--- start of DATASET ENTRIES ---
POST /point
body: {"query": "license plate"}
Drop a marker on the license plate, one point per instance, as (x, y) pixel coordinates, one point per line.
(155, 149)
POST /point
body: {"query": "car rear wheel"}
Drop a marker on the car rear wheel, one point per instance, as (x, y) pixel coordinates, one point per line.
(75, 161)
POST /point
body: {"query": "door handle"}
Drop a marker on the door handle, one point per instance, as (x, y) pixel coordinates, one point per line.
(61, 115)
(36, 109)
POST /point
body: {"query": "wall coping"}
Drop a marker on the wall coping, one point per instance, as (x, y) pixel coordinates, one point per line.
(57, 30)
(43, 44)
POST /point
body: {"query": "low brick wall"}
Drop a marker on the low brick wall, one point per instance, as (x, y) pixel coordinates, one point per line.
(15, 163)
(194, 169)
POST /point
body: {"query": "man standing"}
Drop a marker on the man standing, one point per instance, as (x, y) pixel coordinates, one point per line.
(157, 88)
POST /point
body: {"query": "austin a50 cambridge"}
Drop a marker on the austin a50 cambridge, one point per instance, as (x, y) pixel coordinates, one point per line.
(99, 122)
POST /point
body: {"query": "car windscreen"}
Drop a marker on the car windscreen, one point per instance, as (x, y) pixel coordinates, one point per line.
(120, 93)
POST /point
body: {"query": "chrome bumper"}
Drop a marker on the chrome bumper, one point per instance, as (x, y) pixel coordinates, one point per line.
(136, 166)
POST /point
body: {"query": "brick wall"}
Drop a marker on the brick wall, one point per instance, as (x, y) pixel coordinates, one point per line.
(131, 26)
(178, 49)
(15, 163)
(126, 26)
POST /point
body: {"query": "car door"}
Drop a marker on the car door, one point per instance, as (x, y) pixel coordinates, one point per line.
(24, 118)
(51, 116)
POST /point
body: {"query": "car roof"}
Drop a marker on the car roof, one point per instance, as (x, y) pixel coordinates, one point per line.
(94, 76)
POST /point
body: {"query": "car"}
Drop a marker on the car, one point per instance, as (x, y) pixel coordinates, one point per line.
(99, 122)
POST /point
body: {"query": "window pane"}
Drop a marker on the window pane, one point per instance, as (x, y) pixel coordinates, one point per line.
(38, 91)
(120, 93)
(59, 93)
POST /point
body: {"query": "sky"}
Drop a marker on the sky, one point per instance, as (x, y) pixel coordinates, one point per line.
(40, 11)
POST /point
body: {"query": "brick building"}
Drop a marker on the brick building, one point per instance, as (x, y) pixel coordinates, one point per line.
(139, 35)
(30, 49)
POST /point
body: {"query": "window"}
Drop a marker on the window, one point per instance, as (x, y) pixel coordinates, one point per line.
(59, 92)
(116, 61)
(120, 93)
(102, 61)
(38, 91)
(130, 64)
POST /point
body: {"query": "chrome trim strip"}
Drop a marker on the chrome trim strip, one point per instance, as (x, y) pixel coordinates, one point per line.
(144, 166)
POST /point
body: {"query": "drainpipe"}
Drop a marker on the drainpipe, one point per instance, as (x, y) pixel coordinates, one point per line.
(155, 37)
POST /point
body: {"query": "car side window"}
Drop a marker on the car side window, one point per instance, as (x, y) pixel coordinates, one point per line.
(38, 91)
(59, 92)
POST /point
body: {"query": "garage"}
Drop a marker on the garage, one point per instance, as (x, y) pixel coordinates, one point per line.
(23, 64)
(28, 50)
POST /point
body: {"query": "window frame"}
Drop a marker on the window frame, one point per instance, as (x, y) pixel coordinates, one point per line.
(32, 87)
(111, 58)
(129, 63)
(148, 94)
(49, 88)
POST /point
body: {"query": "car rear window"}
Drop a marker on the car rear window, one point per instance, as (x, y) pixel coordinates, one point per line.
--- end of DATASET ENTRIES ---
SHORT TASK:
Output every record above exactly as it appears.

TASK ANSWER:
POST /point
body: {"query": "license plate"}
Drop a marker on the license plate, one point per instance, as (x, y) pixel coordinates, one point per line.
(155, 149)
POST /point
body: {"query": "car rear wheel"}
Drop a marker on the car rear wheel, one point per instance, as (x, y) pixel coordinates, one point per line.
(75, 161)
POST /point
body: {"query": "door handle"}
Drop a marker on the door handle, one point per instance, as (x, y) pixel coordinates, one point per line.
(61, 115)
(36, 109)
POST /point
body: {"query": "wall coping"}
Drop a marker on the wall coping, one point per instance, as (x, y) pixel coordinates, one point per line.
(57, 30)
(43, 44)
POST /point
body: {"query": "low brick wall"}
Drop a marker on the low brick wall, one point per instance, as (x, y) pixel coordinates, one point per line.
(15, 163)
(194, 169)
POST /point
body: {"query": "man standing"}
Drop a marker on the man standing, one point per instance, as (x, y) pixel coordinates, one point per line.
(157, 88)
POST /point
body: {"query": "austin a50 cambridge"}
Drop a marker on the austin a50 cambridge, one point per instance, as (x, y) pixel coordinates, one point per line.
(99, 122)
POST /point
body: {"query": "car windscreen"}
Drop a marker on the car windscreen, one point per instance, as (x, y) pixel coordinates, one point per line.
(120, 93)
POST /point
body: {"query": "chrome bumper"}
Drop a marker on the chrome bumper, one point per instance, as (x, y) pixel coordinates, one point per line.
(136, 166)
POST /point
body: {"query": "brick wall"}
Drop a marker on the brick wall, one point per instance, as (x, y) pixel coordinates, one point per line.
(131, 26)
(178, 49)
(15, 163)
(126, 26)
POST /point
body: {"query": "car door"}
Drop a marker on the car door, one point per instance, as (x, y) pixel coordinates, one point per line.
(24, 118)
(51, 116)
POST /point
body: {"query": "car roof"}
Drop a marker on the car roof, one point per instance, as (x, y) pixel coordinates, one point per line.
(94, 76)
POST /point
body: {"query": "car"}
Drop a marker on the car, one point per instance, as (x, y) pixel coordinates, one point per line.
(99, 122)
POST /point
body: {"query": "window pane"}
Drop a marker on the window pane, one point per instance, as (x, y) pixel coordinates, one point per line.
(38, 91)
(120, 93)
(59, 93)
POST /point
body: {"query": "sky"}
Drop a marker on the sky, one point per instance, as (x, y) pixel coordinates, one point per line.
(40, 11)
POST /point
body: {"query": "brick building"}
Drop a marker on the brick building, one point per instance, as (x, y) pixel coordinates, one point per line.
(139, 35)
(30, 49)
POST /point
body: {"query": "window"}
Drop a marker on the window, one point per instance, as (x, y) pixel coordinates, one point per line.
(59, 92)
(116, 61)
(120, 93)
(102, 61)
(38, 91)
(130, 64)
POST /point
body: {"query": "chrome trim strip"}
Drop a marker on the chrome trim strip, one point per instance, as (x, y) pixel coordinates, one point per line.
(144, 166)
POST /point
body: {"query": "drainpipe"}
Drop a marker on the drainpipe, one point per instance, as (x, y) pixel coordinates, one point per line.
(155, 37)
POST /point
body: {"query": "car side window"}
Drop a marker on the car side window, one point per instance, as (x, y) pixel coordinates, one point per line.
(38, 91)
(59, 92)
POST /point
body: {"query": "garage"}
Drop a marker on the garage, one point per instance, as (x, y) pixel coordinates, one point per line.
(23, 64)
(28, 50)
POST /point
body: {"query": "window frame"}
Drop a marker on the window frame, one point per instance, as (x, y) pixel coordinates, one point per line.
(32, 87)
(111, 58)
(129, 63)
(148, 94)
(49, 88)
POST /point
body: {"query": "car rear window"}
Drop a marker on the car rear window, one point per instance, as (x, y) pixel coordinates, one point per line.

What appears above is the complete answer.